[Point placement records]
begin

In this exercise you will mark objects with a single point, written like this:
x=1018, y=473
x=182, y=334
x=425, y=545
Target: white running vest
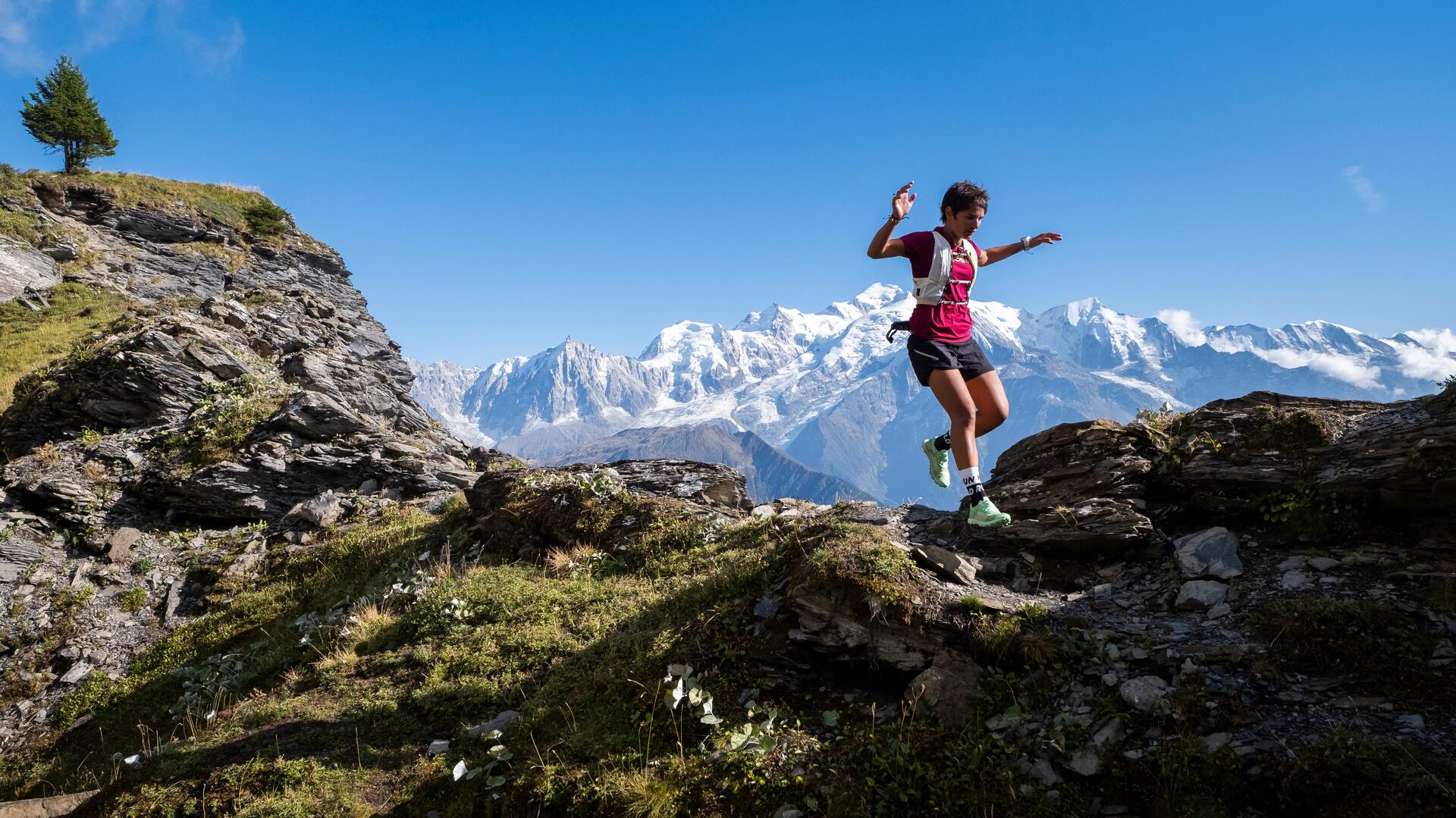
x=930, y=290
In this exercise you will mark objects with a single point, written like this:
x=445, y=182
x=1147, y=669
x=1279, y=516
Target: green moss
x=133, y=600
x=259, y=788
x=864, y=563
x=36, y=338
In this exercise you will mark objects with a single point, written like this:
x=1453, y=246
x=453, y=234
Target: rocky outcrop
x=246, y=383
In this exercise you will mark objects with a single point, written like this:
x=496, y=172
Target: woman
x=943, y=351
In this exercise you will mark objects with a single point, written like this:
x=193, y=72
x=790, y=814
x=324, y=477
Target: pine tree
x=63, y=115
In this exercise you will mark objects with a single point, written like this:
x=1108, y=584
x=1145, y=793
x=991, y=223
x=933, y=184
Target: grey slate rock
x=1200, y=594
x=1212, y=552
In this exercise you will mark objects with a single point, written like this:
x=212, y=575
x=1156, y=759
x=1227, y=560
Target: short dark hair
x=963, y=196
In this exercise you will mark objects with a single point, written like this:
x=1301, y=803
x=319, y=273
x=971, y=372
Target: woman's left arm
x=993, y=255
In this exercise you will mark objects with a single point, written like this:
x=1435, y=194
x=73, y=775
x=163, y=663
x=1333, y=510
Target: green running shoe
x=940, y=463
x=986, y=514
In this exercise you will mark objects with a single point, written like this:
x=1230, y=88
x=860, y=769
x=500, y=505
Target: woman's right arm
x=883, y=246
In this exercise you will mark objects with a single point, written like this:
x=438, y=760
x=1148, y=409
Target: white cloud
x=1184, y=327
x=1432, y=357
x=105, y=20
x=18, y=50
x=212, y=53
x=30, y=38
x=1365, y=188
x=1338, y=367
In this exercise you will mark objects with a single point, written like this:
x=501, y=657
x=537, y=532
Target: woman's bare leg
x=990, y=402
x=948, y=387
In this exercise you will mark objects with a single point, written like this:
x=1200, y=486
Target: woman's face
x=965, y=221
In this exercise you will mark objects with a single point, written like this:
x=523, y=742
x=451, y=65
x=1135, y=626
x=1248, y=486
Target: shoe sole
x=934, y=478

end

Short task
Make an exact copy of the records above, with the pictures left out.

Task solution
In this exercise you will mark objects with a single point, written like this:
x=1018, y=473
x=182, y=334
x=425, y=545
Target: white running vest
x=930, y=290
In this exercise you will mark objects with a single point, written like this:
x=445, y=182
x=1147, y=669
x=1279, y=516
Target: green moss
x=133, y=600
x=259, y=788
x=864, y=563
x=36, y=338
In this exercise you will mark objects with a single point, written like this:
x=1453, y=246
x=453, y=234
Target: rocky outcrop
x=246, y=383
In this exercise you will mark objects with a single point, written like this:
x=496, y=172
Target: woman
x=943, y=351
In this exercise you will mark objects with a single point, written like this:
x=193, y=72
x=790, y=814
x=324, y=477
Target: pine tree
x=63, y=115
In this exercise you will mark objects with a single point, written like this:
x=1108, y=584
x=1145, y=793
x=991, y=223
x=933, y=184
Target: grey slate rock
x=1200, y=594
x=1212, y=552
In this exercise you will mark objects with a single point, written like this:
x=212, y=575
x=1156, y=759
x=1227, y=560
Target: short dark hair
x=963, y=196
In this exercise you will mark objects with a single point, written like this:
x=1301, y=803
x=319, y=273
x=971, y=372
Target: woman's left arm
x=993, y=255
In this exercise you will mark objects with a single point, written like this:
x=1435, y=194
x=73, y=775
x=163, y=663
x=1333, y=510
Target: green running shoe
x=940, y=463
x=986, y=514
In this exercise you will mark objects with a single point, written like this:
x=1230, y=88
x=860, y=769
x=500, y=505
Target: woman's right arm
x=883, y=246
In this exercise you will mark objects with a single point, written like this:
x=438, y=760
x=1148, y=409
Target: white cloud
x=1184, y=327
x=1432, y=357
x=105, y=20
x=18, y=50
x=212, y=53
x=30, y=38
x=1365, y=188
x=1338, y=367
In this exercise you will mark objects with a single point, written like this:
x=501, y=657
x=537, y=532
Target: woman's bare leg
x=990, y=402
x=948, y=387
In this exercise you will mark objects with a single point, written like this:
x=1200, y=486
Target: woman's face
x=965, y=221
In this exercise you will mark objects with a single point, written like this:
x=523, y=742
x=451, y=65
x=1135, y=626
x=1248, y=486
Target: shoe sole
x=934, y=478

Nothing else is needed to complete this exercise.